Your objective: When you reach the line with "find the horse mane" in the data below, begin printing lines exactly, and stop once the line with "find the concrete barrier wall" has been printed.

Extracted records:

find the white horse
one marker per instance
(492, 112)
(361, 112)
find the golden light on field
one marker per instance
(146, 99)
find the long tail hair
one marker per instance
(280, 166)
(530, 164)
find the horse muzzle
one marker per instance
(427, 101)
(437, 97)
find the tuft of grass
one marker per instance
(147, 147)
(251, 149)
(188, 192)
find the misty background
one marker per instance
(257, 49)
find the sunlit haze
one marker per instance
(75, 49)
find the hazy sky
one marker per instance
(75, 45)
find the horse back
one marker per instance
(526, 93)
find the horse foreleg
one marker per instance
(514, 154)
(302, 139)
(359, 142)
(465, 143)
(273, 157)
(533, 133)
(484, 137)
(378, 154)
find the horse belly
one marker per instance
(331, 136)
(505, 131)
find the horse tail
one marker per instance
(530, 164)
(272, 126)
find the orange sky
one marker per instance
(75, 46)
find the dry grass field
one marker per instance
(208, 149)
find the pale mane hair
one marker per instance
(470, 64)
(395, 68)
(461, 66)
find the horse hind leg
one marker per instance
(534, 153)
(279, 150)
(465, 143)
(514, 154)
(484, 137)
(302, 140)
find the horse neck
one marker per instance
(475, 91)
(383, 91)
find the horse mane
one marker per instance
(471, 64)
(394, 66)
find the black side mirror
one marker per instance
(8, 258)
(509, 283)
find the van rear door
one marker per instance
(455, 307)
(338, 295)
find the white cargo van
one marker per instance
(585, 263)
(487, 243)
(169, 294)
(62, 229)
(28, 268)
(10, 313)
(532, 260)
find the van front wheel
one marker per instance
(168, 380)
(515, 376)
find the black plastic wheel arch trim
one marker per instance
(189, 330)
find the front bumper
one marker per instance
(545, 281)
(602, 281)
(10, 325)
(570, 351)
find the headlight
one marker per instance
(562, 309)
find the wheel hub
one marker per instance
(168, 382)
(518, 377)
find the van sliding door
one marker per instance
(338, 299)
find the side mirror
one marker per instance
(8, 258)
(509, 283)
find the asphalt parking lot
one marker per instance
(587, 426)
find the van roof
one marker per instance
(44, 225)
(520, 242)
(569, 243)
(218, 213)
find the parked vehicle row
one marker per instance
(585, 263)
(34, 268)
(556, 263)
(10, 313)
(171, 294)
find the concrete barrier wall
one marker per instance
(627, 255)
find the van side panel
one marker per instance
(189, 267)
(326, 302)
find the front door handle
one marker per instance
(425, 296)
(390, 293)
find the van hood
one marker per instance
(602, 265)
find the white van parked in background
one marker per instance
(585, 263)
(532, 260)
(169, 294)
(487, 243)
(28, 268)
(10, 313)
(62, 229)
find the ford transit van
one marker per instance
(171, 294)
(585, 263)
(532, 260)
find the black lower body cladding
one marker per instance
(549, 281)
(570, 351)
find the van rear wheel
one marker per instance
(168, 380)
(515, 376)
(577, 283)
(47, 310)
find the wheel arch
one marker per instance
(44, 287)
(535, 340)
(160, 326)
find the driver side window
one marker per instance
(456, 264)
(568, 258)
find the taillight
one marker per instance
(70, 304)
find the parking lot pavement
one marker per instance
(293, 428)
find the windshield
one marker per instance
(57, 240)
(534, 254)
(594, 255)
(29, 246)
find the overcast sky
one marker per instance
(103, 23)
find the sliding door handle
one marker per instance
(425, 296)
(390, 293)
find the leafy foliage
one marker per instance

Result of this task:
find the horse mane
one marker per instance
(471, 64)
(394, 66)
find the black side mirror
one marker per instance
(8, 258)
(509, 283)
find the van rear door
one marker per instance
(455, 307)
(338, 295)
find the white cargo van
one marker per instance
(585, 263)
(487, 243)
(169, 294)
(62, 229)
(28, 268)
(10, 313)
(532, 260)
find the van front wheel
one marker per instance
(168, 380)
(515, 376)
find the black plastic wheel arch trim
one marker per instance
(189, 330)
find the front bumper
one marker per instance
(545, 281)
(602, 281)
(10, 325)
(570, 351)
find the headlight
one marker per instance
(562, 309)
find the wheel hub
one marker per instance
(168, 382)
(518, 377)
find the van sliding door
one marker per instance
(338, 299)
find the side mirror
one marker per instance
(8, 258)
(509, 283)
find the asphalt parking lot
one marker per instance
(587, 426)
find the van roof
one marker per instance
(44, 225)
(520, 242)
(569, 243)
(218, 213)
find the parked vehicle row
one marker per instance
(585, 263)
(34, 268)
(556, 263)
(10, 313)
(171, 294)
find the concrete barrier wall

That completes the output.